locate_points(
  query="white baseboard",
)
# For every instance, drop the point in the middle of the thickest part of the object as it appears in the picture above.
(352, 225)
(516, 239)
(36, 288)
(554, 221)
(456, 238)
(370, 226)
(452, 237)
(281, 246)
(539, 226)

#### [Task statement]
Please return the whole listing, line for line, exactly.

#### [Solution to this task]
locate_points(
  query="white baseboard",
)
# For every instance, drop the point in the middle of the thickest part of the object as it appears in the picture above.
(352, 225)
(516, 239)
(36, 288)
(554, 221)
(456, 238)
(370, 226)
(452, 237)
(281, 246)
(539, 226)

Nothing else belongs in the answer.